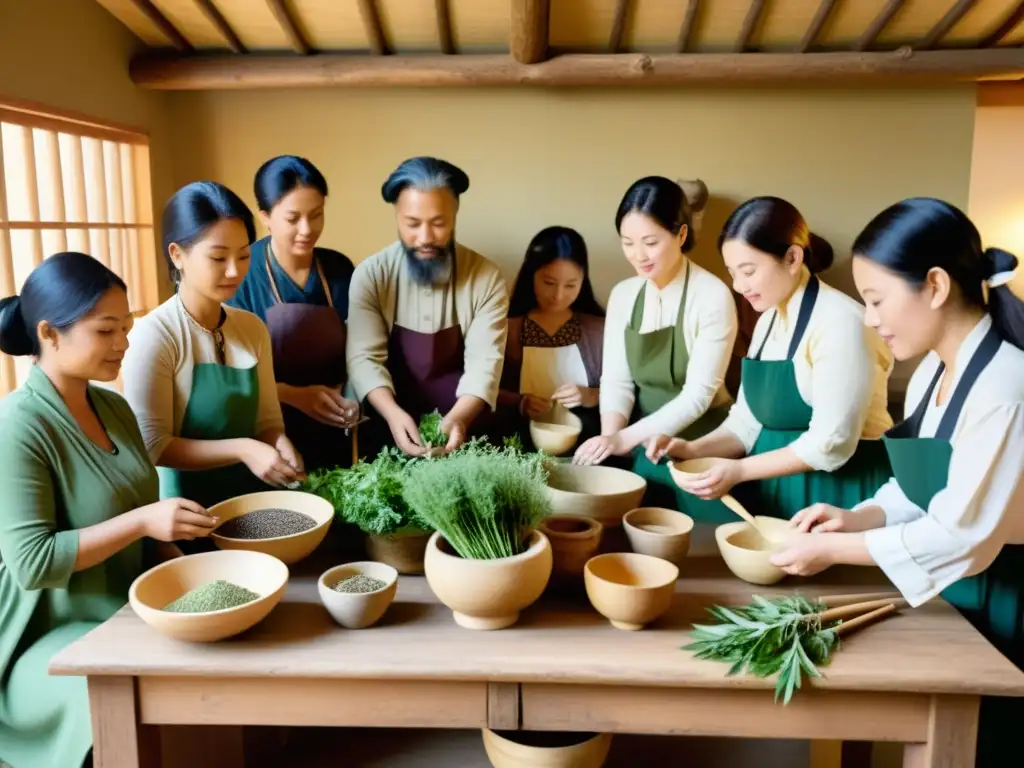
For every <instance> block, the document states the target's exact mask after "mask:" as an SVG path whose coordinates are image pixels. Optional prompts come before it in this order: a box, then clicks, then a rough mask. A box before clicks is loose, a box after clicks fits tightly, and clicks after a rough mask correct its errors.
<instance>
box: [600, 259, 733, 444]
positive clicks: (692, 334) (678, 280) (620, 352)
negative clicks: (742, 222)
mask: <svg viewBox="0 0 1024 768" xmlns="http://www.w3.org/2000/svg"><path fill="white" fill-rule="evenodd" d="M689 271H690V278H689V287H688V289H687V293H686V307H685V308H684V310H683V341H685V343H686V349H687V351H688V353H689V362H688V364H687V366H686V383H685V384H684V385H683V388H682V390H681V391H680V392H679V394H678V395H676V397H675V398H674V399H673V400H671V401H670V402H668V403H667V404H666V406H665V407H664V408H662V409H660V410H658V411H656V412H655V413H653V414H650V415H649V416H647V417H645V418H643V419H641V420H640V421H638V422H637V423H636V424H635V425H634V426H633V429H634V430H636V431H637V432H638V433H639V434H638V437H640V439H641V440H645V439H647V438H648V437H652V436H654V435H656V434H663V433H664V434H678V433H680V432H682V431H683V430H684V429H686V428H687V427H688V426H689V425H690V424H692V423H693V422H695V421H696V420H697V419H699V418H700V417H701V416H703V415H705V413H707V411H708V410H709V409H710V408H713V407H718V406H725V404H728V403H729V401H730V400H731V398H730V397H729V393H728V391H727V390H726V388H725V372H726V370H727V369H728V368H729V360H730V358H731V355H732V346H733V343H734V342H735V340H736V331H737V323H736V305H735V303H734V302H733V300H732V294H730V293H729V289H728V287H727V286H726V285H725V284H724V283H723V282H722V281H720V280H719V279H718V278H716V276H715V275H714V274H712V273H711V272H710V271H708V270H707V269H703V268H702V267H700V266H697V265H696V264H695V263H693V262H692V261H690V262H689ZM685 279H686V265H685V264H684V265H683V266H682V267H681V268H680V270H679V272H678V274H676V276H675V278H674V279H673V281H672V282H671V283H669V284H668V285H667V286H666V287H665V288H663V289H660V290H658V288H657V287H656V286H655V285H654V284H653V283H651V282H650V281H648V280H645V279H643V278H641V276H639V275H637V276H635V278H629V279H628V280H625V281H623V282H622V283H620V284H618V285H616V286H615V287H614V288H613V289H611V295H610V296H609V298H608V309H607V313H606V316H605V319H604V359H603V368H602V372H601V398H600V408H601V413H602V414H604V413H615V414H621V415H622V416H624V417H625V418H626V419H629V417H630V415H631V414H632V412H633V404H634V402H635V401H636V384H635V382H634V380H633V374H632V373H631V372H630V366H629V361H628V360H627V357H626V329H627V328H628V327H629V325H630V321H631V318H632V316H633V306H634V304H635V303H636V300H637V297H638V296H639V295H640V291H645V292H646V293H645V294H644V310H643V319H642V321H641V324H640V328H639V331H640V333H642V334H645V333H650V332H652V331H659V330H662V329H663V328H670V327H674V326H675V325H676V321H677V319H678V318H679V305H680V303H681V302H682V298H683V282H684V281H685ZM676 341H677V343H678V342H679V341H680V340H679V339H677V340H676Z"/></svg>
····················
TASK PROMPT:
Repeat the records above word for word, leaving out the pictures.

THE COMPLETED TASK:
For every <instance> block, the document states the target's exact mask after "mask:" as an SVG path whose coordinates are image pixels. Optional prompts come before it in this order: a box, then clicks, then a rough mask. A box before clicks is loose, a box after clicks fits tightly, and clicks after a rough mask correct its errors.
<instance>
box: [600, 259, 733, 444]
positive clicks: (692, 334) (678, 280) (620, 352)
negative clicks: (742, 222)
mask: <svg viewBox="0 0 1024 768" xmlns="http://www.w3.org/2000/svg"><path fill="white" fill-rule="evenodd" d="M689 271H690V278H689V287H688V289H687V293H686V307H685V308H684V310H683V341H685V343H686V349H687V351H688V353H689V362H688V364H687V366H686V383H685V384H684V385H683V388H682V390H681V391H680V392H679V394H678V395H676V397H675V398H674V399H673V400H671V401H670V402H668V403H667V404H666V406H665V407H664V408H662V409H660V410H658V411H656V412H655V413H653V414H650V415H649V416H647V417H645V418H643V419H641V420H640V421H638V422H637V423H636V424H635V425H634V426H633V429H634V430H636V431H637V432H638V433H639V434H638V437H640V439H641V440H645V439H647V438H648V437H652V436H654V435H656V434H663V433H664V434H678V433H680V432H682V431H683V430H684V429H686V428H687V427H688V426H689V425H690V424H692V423H693V422H695V421H696V420H697V419H699V418H700V417H701V416H703V415H705V413H707V411H708V410H709V409H710V408H713V407H718V406H725V404H728V403H729V401H730V400H731V398H730V397H729V393H728V391H727V390H726V388H725V372H726V370H727V369H728V368H729V360H730V358H731V355H732V346H733V343H734V342H735V340H736V331H737V323H736V305H735V303H734V302H733V300H732V294H730V293H729V289H728V287H727V286H726V285H725V284H724V283H723V282H722V281H720V280H719V279H718V278H716V276H715V275H714V274H712V273H711V272H710V271H708V270H707V269H703V268H702V267H700V266H697V265H696V264H695V263H693V262H692V261H690V262H689ZM685 279H686V265H685V264H684V265H683V266H682V267H681V268H680V270H679V272H678V274H676V276H675V278H674V279H673V281H672V282H671V283H669V284H668V285H667V286H666V287H665V288H663V289H660V290H658V288H657V287H656V286H655V285H654V284H653V283H651V282H650V281H648V280H645V279H643V278H641V276H639V275H637V276H635V278H629V279H628V280H625V281H623V282H622V283H620V284H618V285H616V286H615V287H614V288H613V289H611V295H610V296H609V298H608V309H607V313H606V316H605V319H604V359H603V368H602V372H601V398H600V408H601V413H602V414H604V413H615V414H621V415H622V416H624V417H625V418H626V419H629V417H630V415H631V414H632V412H633V404H634V402H635V401H636V384H635V382H634V380H633V374H632V373H631V372H630V366H629V361H628V360H627V357H626V329H627V328H628V327H629V325H630V321H631V318H632V316H633V306H634V304H635V303H636V300H637V297H638V296H639V295H640V291H645V292H646V293H645V294H644V310H643V319H642V321H641V324H640V328H639V331H640V333H642V334H645V333H650V332H652V331H659V330H662V329H663V328H670V327H674V326H675V325H676V321H677V319H678V318H679V305H680V303H681V302H682V298H683V282H684V281H685ZM676 341H677V343H678V342H679V341H680V340H679V339H677V340H676Z"/></svg>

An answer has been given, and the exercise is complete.